• [TEXT]:
Signal 2 Recency and Time Decay
A term trending in the last hour matters more than one popular last month. Apply time decay: e^(-lambda times age). With lambda equals 0.01 and age in hours, 24 hours retains 79 percent weight; 7 days retains only 19 percent. This surfaces trending terms quickly while maintaining baseline for stable popular terms.
Signal 3 Context
What was the previous query? If user searched "python", prefix "pa" should suggest "pandas" over "pancakes". Context windows of 1 to 5 previous queries improve relevance. Maintain per query pair co occurrence statistics, boost terms frequently following the recent query.
Signal 4 Personalization
A developer typing "py" wants "python"; a chef wants "pyrex". User history (past 30 to 90 days) creates personal prior. Blend: score = alpha times personal + (1-alpha) times global, alpha typically 0.2 to 0.4. Higher alpha risks filter bubbles. Balance personal signals 20 to 30 percent with global 70 to 80 percent for discovery.
Signal Combination
Combine multiplicatively: freq^0.5 times recency_decay times (1 + context_boost) times (1 + personal_boost). Square root on frequency prevents domination by popular terms. Tune via A/B tests measuring CTR; good autocomplete achieves 30 to 50 percent CTR on first suggestion.

• [PARTS OF THE EXERCISE]:
1) Name every factor that is multiplied together in the combination formula of the text on autocomplete signals.
2) Summarize the text on autocomplete signals in two sentences.
The records below the text come from an unrelated source.

• [DATA SHOWN]:

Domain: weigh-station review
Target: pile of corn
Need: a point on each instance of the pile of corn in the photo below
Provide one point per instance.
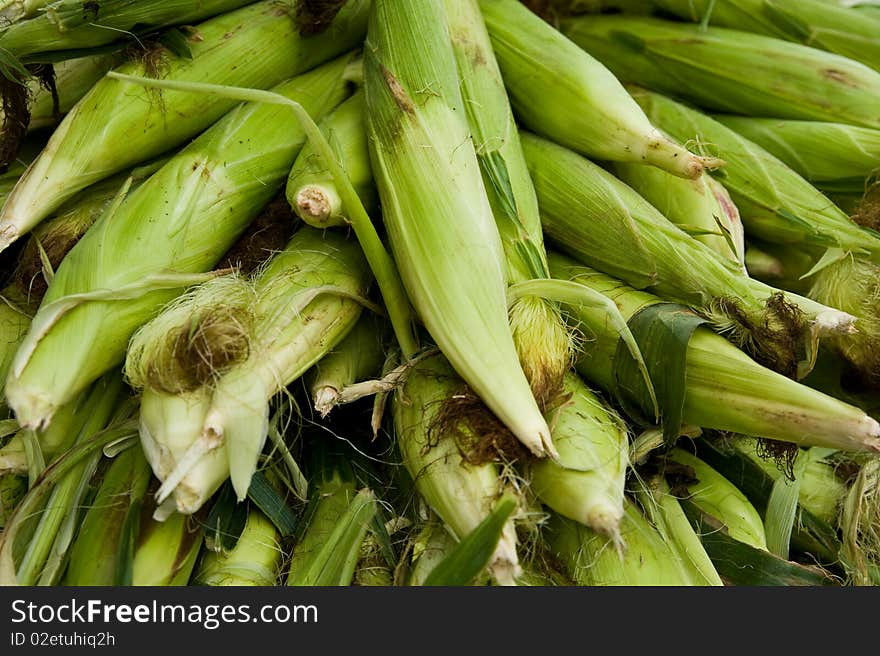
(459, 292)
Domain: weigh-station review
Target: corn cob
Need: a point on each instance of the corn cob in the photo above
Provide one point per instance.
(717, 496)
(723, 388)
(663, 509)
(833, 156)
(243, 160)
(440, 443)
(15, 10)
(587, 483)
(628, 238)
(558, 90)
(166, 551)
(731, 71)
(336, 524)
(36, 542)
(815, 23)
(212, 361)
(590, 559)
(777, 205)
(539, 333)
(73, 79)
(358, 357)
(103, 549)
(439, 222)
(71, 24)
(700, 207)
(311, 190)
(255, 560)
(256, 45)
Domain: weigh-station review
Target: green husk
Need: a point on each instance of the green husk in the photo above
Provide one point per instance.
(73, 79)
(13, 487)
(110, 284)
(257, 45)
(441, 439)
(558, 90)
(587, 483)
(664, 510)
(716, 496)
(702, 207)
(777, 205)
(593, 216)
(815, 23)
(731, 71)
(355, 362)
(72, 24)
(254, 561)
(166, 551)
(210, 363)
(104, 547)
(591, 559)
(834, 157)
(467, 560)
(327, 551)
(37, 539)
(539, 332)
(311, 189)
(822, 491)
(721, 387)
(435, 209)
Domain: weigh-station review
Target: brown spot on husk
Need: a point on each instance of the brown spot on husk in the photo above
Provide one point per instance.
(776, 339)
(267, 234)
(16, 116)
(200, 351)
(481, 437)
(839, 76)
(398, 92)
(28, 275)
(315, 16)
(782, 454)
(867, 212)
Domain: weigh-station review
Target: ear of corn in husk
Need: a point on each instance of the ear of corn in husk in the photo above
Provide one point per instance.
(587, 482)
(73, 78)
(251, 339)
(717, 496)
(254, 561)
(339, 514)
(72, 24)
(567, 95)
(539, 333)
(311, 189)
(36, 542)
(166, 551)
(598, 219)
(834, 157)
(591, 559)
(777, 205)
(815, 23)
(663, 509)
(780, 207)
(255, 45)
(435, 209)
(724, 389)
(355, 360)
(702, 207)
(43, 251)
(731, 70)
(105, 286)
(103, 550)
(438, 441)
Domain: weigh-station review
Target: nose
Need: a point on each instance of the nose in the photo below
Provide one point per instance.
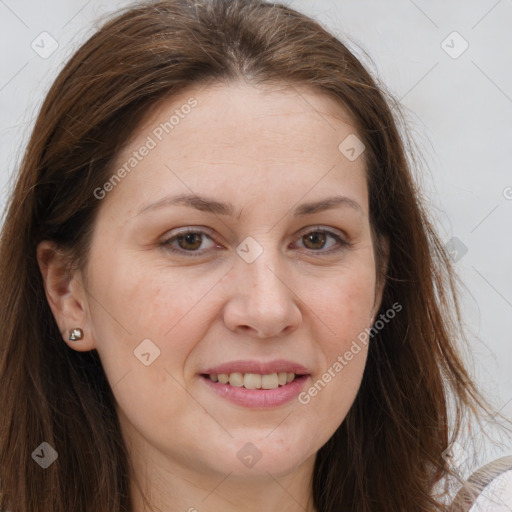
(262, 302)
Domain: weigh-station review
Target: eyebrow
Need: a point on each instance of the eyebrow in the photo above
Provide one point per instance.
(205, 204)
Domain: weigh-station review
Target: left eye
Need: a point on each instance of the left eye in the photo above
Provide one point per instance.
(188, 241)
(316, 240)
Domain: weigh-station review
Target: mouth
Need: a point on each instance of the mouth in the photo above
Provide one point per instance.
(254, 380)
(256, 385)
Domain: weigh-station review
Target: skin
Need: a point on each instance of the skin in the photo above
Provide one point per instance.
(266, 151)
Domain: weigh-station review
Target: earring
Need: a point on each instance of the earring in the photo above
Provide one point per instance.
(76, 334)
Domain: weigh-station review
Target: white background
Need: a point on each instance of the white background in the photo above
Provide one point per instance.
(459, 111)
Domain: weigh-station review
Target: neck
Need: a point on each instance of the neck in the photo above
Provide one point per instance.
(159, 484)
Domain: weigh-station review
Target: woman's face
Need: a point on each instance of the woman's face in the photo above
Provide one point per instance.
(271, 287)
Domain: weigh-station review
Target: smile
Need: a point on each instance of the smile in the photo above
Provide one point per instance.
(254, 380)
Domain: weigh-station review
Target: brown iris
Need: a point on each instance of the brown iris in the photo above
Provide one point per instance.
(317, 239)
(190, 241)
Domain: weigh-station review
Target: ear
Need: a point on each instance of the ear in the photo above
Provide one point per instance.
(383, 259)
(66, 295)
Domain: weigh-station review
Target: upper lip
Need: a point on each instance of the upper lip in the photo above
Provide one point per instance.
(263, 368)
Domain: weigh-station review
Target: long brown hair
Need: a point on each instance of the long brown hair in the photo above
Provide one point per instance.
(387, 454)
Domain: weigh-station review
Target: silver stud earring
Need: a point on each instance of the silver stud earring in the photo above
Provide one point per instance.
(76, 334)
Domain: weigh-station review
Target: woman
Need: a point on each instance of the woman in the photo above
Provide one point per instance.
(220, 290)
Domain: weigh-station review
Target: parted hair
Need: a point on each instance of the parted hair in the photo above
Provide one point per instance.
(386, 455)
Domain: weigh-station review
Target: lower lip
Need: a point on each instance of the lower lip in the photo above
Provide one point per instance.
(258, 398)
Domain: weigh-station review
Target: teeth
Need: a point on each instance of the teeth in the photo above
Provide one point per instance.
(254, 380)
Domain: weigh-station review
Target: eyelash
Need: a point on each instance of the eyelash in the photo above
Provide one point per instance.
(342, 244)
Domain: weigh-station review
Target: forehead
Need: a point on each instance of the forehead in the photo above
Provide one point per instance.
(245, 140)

...

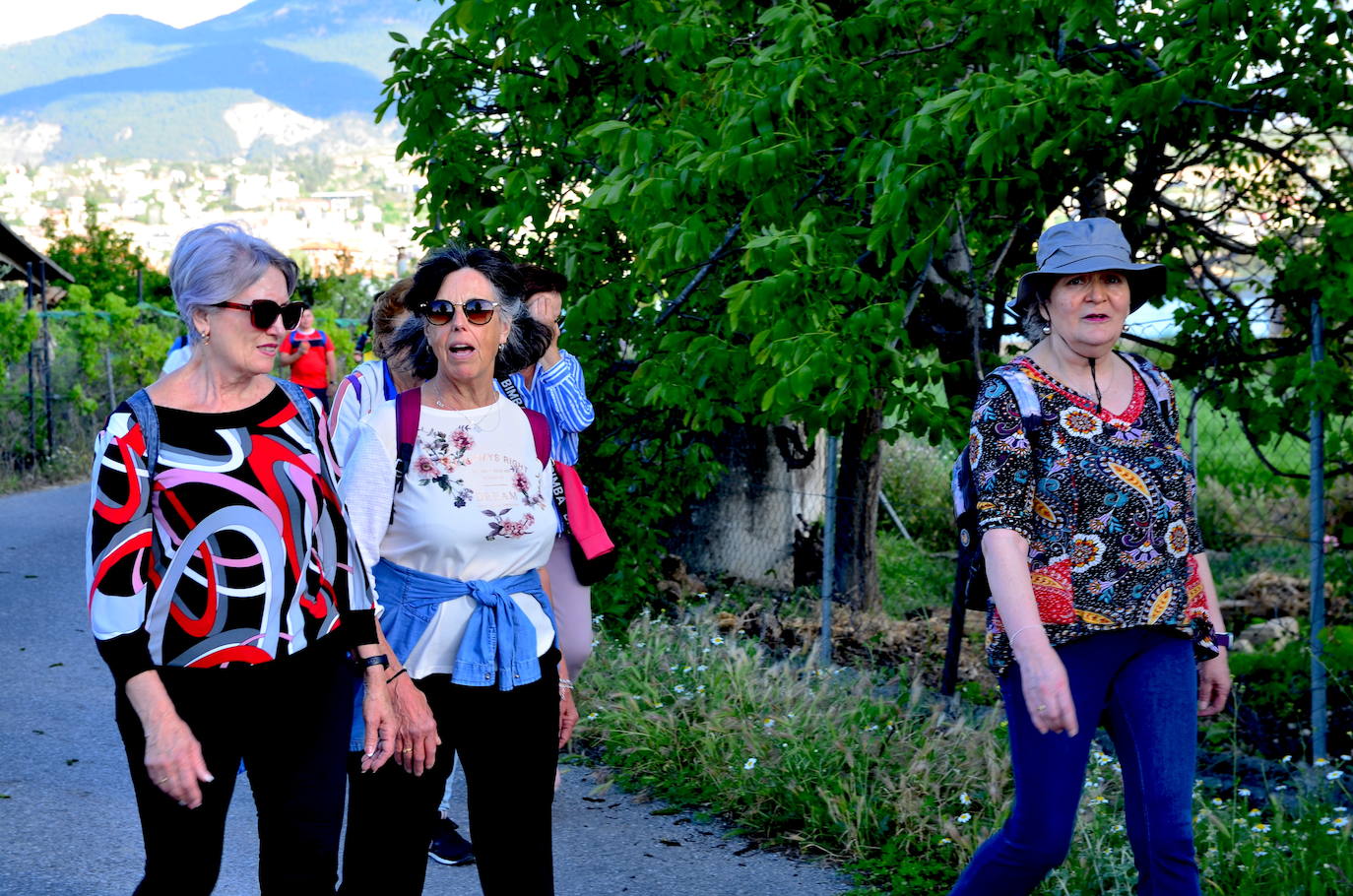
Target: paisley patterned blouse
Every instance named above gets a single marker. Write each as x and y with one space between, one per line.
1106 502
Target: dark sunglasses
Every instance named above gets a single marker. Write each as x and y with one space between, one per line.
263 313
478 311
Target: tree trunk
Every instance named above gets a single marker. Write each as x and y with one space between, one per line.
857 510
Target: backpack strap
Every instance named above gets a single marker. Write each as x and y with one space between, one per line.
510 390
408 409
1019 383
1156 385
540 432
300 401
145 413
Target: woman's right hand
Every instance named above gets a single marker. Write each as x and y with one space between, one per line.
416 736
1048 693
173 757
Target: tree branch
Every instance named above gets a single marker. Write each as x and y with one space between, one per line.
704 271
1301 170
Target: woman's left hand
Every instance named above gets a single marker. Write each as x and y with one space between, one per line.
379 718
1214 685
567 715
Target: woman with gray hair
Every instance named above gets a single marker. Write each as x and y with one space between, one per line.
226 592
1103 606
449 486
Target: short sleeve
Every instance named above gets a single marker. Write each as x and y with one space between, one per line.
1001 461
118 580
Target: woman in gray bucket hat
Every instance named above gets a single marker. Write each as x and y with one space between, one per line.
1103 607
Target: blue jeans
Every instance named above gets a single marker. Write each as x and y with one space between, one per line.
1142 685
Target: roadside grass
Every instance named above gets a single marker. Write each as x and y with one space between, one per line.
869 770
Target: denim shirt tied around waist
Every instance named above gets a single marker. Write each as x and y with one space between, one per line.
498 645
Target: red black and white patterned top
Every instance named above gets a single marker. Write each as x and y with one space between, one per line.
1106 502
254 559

---

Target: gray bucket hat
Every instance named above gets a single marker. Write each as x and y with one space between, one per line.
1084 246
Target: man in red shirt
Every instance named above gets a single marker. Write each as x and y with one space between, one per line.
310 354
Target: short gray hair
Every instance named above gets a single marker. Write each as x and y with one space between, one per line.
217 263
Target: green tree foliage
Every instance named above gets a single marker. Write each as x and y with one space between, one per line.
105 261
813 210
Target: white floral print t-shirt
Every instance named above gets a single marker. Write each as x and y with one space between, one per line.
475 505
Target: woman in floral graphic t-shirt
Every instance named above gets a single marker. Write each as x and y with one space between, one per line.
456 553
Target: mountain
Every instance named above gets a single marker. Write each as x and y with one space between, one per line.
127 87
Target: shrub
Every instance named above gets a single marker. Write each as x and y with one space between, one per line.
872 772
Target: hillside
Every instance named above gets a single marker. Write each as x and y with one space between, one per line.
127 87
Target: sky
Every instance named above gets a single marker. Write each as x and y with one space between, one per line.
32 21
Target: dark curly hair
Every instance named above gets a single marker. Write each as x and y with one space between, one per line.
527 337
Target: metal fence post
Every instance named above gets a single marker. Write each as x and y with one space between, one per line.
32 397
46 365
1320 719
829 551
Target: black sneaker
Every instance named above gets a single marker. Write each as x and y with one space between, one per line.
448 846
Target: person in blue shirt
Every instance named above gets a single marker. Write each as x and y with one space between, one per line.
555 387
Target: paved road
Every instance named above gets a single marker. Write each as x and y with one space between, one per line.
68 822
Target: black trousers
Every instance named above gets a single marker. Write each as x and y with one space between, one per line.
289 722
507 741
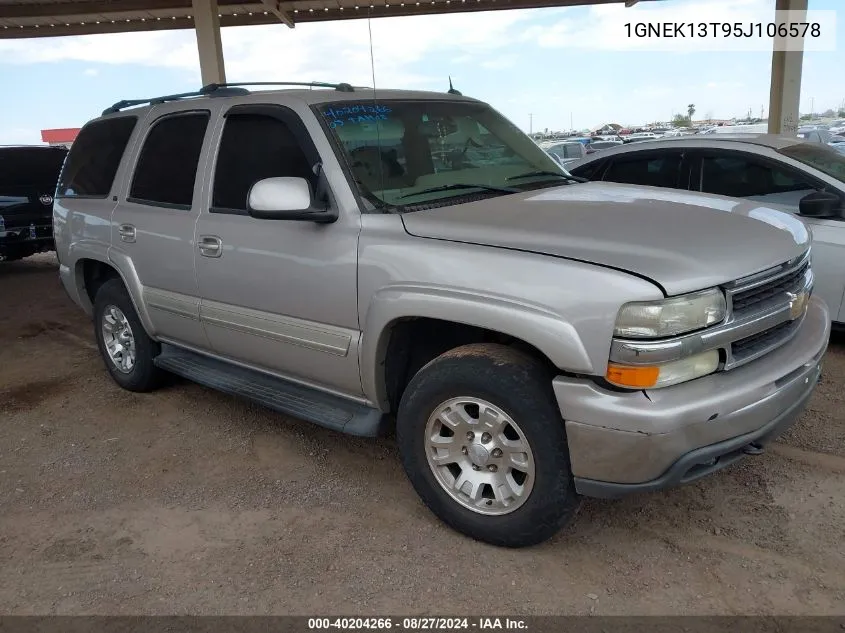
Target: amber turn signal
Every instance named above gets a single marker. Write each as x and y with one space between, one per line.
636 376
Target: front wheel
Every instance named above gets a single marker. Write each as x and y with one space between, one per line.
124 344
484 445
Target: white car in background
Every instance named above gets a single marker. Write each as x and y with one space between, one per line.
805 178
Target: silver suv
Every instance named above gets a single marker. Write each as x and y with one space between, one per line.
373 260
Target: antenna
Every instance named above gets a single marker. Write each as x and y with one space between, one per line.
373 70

• [IN RESPONSE]:
1)
freq^0.5
recency_decay
(1 + context_boost)
(1 + personal_boost)

2) Terms are weighted by recency through exponential time decay, terms that often follow the previous query get a boost, and a user's personal history is blended with global popularity. These signals are combined multiplicatively, with a square root on frequency to keep popular terms from dominating, and tuned through A/B tests that measure CTR.